EXERCISE PASSAGE:
Panama says it will enable ‘abandoned’ hospital for Covid-19

The Panamanian government said Monday it will enable an unfinished hospital to care for Covid-19 patients.

The hospital’s construction, the government denounces, was “abandoned” by the Spanish company FCC, owned by Mexican magnate Carlos Slim.

“The work has been abandoned by the contractor,” Enrique Lau, director of the Panamanian Social Security Fund (CSS), told AFP during a visit to this hospital complex, called Ciudad de la Salud, accompanied by deputies and officials of the Comptroller’s Office.

“We have come to see the conditions” of the hospital in order to establish “the things that must be done to be able to finish the work, but within the framework of the law,” Lau added.

However, the official said that despite the fact that the work “has not yet been delivered,” Panamanian health authorities intend to enable a part of the hospital with 300 beds to care for patients with the coronavirus.

The Spanish company Fomento de Construcciones y Contratas (FCC) won a bid from the CSS in 2011 for $554 million to build the City of Health.

The project, located on the outskirts of Panama City, planned for 17 buildings, more than 1,700 beds, 50 operating rooms and 300 doctor’s offices across some 220,000 square meters.

But the works were paralyzed in 2015 due to alleged irregularities in the building and the materials used.

“The company has not breached the contract at any time” and the project’s extension is due to “causes not attributable to the contractor,” Isaac Figueroa, of FCC’s legal team, said recently.

Now Slim’s company is demanding $125 million and the termination of the original contract due to the pandemic, despite the fact that a third of the works are still missing.

Panama, with four million inhabitants, has the highest number of Covid-19 cases in Central America, with 2,257 deaths and more than 106,000 infections.

Panamanian authorities fear that the reopening of several economic sectors in the country and the end of the quarantine will cause a re-outbreak of the pandemic.

Despite the disagreements, Lau considers an agreement with FCC viable so that “in a concerted manner” the Panamanian government can “make use of the facilities.”

“It is regrettable every day that passes without doing anything. [This case] threatens the health of the population,” Lau said.

A Spanish court has charged FCC with allegedly paying bribes in Panama for $82 million over various projects, including the Ciudad de la Salud.

TASKS TO CARRY OUT:
1. Sum up the hospital article in two sentences.
2. For each statement, say whether it agrees with the hospital article, and quote the words of the article that decide it.
(a) FCC won the bid to build the City of Health in 2011 for $554 million.
(b) The works on the hospital were paralyzed in 2018.
(c) Lau considers an agreement with FCC impossible.
3. List everything the hospital article says the project planned to include, giving each with its stated quantity.

EXTRACTED DATA:
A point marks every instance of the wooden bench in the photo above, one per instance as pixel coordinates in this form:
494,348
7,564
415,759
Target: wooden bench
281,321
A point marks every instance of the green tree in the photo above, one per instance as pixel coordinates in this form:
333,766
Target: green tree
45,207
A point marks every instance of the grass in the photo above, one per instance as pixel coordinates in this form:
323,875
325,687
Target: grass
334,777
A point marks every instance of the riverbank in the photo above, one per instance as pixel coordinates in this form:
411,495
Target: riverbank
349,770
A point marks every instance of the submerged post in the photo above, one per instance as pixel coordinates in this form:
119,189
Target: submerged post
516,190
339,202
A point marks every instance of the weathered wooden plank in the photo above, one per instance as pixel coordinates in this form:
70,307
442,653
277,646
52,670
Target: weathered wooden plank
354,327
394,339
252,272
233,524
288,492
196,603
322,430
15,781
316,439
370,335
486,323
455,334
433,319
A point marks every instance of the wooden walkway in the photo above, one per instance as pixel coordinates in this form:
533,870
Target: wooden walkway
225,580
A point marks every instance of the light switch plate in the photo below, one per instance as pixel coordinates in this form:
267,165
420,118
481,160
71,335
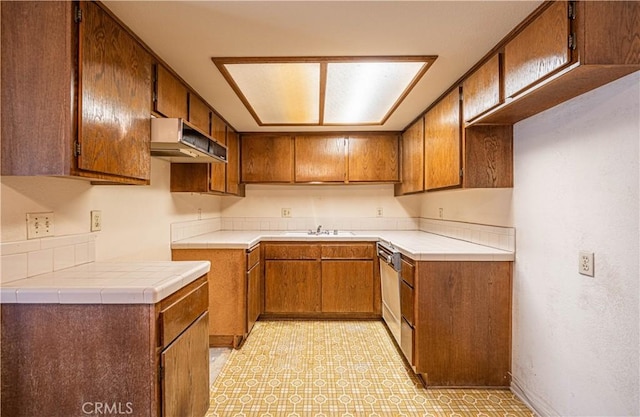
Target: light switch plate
96,220
585,263
39,225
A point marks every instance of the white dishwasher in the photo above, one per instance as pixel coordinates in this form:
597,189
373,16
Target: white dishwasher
390,287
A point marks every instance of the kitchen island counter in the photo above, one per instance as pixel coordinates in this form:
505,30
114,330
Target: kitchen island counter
105,283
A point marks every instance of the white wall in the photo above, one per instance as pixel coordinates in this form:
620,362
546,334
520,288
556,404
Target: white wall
321,201
135,219
483,206
576,338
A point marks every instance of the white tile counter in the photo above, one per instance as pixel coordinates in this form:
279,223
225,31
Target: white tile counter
419,246
105,283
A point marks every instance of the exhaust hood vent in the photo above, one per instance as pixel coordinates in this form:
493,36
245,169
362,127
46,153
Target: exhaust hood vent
176,141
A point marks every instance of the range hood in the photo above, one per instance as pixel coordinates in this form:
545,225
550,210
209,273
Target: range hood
176,141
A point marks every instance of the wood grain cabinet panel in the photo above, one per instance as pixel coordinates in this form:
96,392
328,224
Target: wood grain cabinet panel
186,393
234,187
443,143
347,286
463,323
265,159
373,158
412,159
218,180
541,71
227,292
320,159
292,286
108,353
172,96
482,89
538,51
488,156
199,114
99,78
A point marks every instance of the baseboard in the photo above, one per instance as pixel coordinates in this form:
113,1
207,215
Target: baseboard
538,405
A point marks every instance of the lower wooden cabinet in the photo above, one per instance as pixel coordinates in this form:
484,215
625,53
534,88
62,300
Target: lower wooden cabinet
462,323
235,291
321,280
292,286
146,360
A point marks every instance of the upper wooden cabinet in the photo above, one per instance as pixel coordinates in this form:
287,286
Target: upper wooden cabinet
373,158
443,141
320,158
412,159
200,114
171,95
266,158
565,49
82,106
540,49
482,89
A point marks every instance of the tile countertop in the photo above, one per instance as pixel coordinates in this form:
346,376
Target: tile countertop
419,246
105,283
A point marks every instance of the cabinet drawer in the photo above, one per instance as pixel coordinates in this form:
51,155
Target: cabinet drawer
348,251
253,257
407,272
182,308
406,302
292,251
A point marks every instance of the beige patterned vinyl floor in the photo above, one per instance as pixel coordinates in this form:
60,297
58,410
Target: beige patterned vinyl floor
337,368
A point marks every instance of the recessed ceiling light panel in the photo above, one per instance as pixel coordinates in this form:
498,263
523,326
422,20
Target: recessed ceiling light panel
323,91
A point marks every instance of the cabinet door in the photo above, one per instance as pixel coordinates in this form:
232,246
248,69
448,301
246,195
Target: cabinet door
199,114
412,162
539,50
266,159
481,90
292,286
218,170
443,143
114,128
254,296
233,163
171,94
320,158
373,158
347,286
185,382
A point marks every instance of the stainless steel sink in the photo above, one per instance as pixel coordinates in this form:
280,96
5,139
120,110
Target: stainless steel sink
324,233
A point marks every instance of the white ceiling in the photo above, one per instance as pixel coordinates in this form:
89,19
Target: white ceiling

ANSWERS:
1. Panama's government said it will enable a 300-bed part of the unfinished Ciudad de la Salud hospital to care for Covid-19 patients, even though it says the Spanish company FCC abandoned the construction. FCC won the contract in 2011 and the works were paralyzed in 2015, and the company now says it has not breached the contract while demanding $125 million and the termination of the original contract.

2.
(a) Yes: "won a bid from the CSS in 2011 for $554 million to build the City of Health."
(b) No: "the works were paralyzed in 2015"
(c) No: "Lau considers an agreement with FCC viable"

3.
- 17 buildings
- more than 1,700 beds
- 50 operating rooms
- 300 doctor's offices
- some 220,000 square meters